TASK DESCRIPTION: Find every line containing the word "then" in the records below; report only how many there are.

Stored records
────
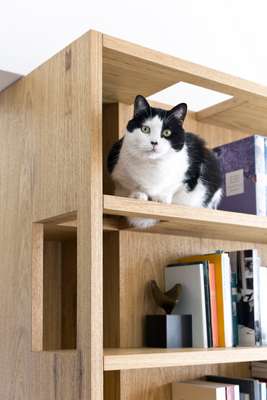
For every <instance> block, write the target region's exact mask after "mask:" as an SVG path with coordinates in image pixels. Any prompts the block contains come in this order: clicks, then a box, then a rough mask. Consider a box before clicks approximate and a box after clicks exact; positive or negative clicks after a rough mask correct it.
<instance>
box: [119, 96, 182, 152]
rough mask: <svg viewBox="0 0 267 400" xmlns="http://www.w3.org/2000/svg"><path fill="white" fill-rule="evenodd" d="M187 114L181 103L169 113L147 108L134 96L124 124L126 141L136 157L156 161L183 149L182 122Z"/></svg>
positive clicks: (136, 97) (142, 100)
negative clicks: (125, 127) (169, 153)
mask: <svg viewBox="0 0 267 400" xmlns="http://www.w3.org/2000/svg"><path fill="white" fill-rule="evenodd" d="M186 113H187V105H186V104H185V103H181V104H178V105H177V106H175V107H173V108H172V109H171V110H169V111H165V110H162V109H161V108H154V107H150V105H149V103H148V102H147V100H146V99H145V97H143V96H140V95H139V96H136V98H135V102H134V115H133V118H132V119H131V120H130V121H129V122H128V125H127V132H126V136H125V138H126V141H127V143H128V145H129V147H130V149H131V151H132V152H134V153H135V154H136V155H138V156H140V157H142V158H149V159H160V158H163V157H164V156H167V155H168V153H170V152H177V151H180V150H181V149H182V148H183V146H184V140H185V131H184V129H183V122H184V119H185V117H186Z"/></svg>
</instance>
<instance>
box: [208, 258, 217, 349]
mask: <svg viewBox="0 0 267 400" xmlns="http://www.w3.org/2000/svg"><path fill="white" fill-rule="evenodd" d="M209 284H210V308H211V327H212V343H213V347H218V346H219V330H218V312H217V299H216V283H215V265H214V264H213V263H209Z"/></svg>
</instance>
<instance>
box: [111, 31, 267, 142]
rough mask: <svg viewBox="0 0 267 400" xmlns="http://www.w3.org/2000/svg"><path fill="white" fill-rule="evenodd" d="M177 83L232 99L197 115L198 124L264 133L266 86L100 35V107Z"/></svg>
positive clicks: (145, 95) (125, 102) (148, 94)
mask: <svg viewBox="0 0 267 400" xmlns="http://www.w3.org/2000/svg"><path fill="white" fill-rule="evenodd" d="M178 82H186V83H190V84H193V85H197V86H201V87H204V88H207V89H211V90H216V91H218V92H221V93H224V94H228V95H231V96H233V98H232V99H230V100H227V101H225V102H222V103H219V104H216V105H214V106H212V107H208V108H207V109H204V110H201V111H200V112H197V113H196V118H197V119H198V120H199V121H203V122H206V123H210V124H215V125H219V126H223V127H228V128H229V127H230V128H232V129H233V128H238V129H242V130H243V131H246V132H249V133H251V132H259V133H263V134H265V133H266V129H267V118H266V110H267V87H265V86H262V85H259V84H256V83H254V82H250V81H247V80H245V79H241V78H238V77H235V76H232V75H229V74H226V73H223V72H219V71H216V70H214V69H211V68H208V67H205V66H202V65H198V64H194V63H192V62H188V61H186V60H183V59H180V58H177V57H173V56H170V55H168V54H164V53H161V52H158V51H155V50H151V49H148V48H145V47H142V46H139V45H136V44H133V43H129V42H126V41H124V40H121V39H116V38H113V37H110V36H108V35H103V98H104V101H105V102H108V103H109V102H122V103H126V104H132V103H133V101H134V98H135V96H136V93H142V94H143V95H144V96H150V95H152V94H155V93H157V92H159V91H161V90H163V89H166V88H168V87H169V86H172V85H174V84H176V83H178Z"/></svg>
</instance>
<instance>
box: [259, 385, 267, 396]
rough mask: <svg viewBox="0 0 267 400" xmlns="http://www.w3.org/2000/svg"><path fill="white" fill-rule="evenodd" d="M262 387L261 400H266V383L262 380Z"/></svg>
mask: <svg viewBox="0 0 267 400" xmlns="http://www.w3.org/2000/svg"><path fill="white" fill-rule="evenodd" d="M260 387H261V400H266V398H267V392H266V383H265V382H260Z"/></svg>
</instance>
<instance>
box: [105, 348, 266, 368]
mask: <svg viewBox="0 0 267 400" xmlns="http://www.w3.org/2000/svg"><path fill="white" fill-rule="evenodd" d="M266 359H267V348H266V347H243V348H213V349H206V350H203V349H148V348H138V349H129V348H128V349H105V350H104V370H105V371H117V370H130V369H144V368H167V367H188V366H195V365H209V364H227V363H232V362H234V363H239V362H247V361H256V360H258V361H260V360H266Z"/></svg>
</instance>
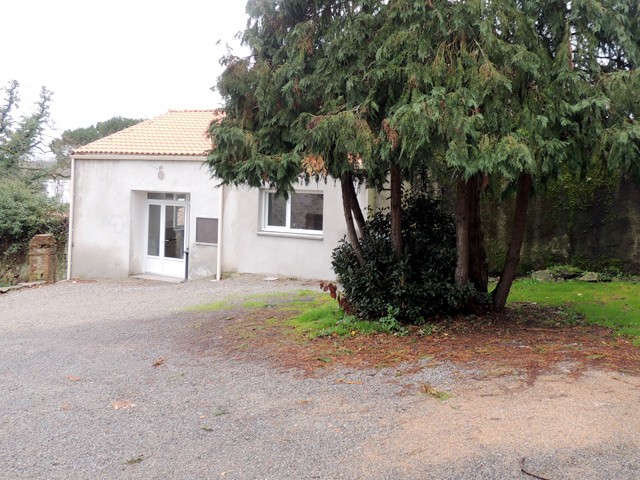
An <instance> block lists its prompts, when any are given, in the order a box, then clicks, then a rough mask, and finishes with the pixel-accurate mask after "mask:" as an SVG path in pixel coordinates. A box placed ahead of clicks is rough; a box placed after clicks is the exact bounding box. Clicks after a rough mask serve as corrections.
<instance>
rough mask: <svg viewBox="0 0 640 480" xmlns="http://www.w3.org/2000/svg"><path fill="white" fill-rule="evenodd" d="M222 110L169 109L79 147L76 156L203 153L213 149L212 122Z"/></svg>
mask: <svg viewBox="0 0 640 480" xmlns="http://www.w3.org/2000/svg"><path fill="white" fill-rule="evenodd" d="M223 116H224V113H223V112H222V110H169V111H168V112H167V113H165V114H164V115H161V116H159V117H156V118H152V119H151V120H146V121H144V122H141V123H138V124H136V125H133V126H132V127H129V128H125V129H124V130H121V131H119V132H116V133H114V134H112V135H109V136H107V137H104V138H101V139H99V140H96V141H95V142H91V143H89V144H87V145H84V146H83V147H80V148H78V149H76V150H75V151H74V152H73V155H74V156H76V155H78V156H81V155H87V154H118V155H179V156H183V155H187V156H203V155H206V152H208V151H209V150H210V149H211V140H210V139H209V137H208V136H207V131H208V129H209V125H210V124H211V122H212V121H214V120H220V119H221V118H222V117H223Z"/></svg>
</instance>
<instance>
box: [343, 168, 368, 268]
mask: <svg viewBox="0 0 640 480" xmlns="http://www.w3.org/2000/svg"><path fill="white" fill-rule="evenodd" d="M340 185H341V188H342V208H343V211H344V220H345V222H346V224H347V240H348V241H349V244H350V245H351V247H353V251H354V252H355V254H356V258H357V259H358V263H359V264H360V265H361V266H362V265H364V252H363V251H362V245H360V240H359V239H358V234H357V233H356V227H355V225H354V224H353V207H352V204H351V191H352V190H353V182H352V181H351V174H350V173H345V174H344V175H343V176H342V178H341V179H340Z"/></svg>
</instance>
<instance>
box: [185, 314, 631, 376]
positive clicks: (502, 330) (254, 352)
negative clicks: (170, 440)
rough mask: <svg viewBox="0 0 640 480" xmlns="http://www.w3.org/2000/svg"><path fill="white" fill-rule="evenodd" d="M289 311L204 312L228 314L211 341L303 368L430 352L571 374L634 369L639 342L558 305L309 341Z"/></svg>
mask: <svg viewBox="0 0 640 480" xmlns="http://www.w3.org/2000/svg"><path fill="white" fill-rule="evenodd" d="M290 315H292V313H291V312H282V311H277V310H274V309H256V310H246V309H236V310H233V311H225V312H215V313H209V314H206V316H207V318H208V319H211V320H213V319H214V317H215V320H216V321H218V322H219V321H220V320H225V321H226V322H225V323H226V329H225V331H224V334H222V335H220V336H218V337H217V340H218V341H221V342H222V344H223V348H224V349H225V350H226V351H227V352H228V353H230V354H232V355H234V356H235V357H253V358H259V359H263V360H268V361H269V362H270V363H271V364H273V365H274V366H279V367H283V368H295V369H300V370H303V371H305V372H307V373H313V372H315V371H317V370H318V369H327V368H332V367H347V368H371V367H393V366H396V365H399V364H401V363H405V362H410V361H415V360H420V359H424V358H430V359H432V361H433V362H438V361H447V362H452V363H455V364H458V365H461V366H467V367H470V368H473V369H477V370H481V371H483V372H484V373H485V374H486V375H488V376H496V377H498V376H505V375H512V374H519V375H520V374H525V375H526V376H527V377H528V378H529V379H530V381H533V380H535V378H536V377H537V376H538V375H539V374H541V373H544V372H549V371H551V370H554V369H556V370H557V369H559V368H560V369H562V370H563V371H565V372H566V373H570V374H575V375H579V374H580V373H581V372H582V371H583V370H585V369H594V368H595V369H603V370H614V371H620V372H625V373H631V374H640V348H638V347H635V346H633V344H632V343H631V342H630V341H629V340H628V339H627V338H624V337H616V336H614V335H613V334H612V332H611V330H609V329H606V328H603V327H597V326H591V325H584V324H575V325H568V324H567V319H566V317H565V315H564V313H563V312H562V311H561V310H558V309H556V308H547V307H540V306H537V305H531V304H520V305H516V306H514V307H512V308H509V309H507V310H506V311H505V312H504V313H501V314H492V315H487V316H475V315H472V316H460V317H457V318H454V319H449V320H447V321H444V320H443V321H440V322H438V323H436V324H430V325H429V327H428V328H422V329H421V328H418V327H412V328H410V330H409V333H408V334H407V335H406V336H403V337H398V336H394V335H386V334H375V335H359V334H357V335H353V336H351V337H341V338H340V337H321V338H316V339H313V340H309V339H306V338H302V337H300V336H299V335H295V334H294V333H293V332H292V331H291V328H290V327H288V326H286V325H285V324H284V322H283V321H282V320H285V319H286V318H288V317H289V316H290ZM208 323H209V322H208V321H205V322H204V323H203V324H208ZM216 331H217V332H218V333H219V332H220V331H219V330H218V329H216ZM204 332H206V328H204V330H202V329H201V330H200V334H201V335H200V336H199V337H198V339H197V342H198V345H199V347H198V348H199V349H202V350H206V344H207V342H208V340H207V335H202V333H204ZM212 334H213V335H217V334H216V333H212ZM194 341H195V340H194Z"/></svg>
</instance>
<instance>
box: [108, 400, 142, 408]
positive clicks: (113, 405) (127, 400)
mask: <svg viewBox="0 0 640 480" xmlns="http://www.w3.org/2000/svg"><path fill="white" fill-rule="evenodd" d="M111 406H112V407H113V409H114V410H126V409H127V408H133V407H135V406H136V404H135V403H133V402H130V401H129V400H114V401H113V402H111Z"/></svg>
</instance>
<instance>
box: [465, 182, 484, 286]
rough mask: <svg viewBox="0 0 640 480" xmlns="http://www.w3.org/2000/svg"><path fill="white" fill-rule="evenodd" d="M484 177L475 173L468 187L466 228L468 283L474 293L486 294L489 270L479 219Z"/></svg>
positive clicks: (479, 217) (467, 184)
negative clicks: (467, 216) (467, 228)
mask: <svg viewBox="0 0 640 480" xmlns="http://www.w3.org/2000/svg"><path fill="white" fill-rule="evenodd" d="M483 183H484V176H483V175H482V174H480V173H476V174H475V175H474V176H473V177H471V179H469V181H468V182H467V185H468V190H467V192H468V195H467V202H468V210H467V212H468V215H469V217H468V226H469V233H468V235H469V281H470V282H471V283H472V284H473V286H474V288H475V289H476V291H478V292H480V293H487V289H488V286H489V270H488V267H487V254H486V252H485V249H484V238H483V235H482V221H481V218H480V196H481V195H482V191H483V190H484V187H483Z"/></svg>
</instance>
────
ANSWER AREA: 2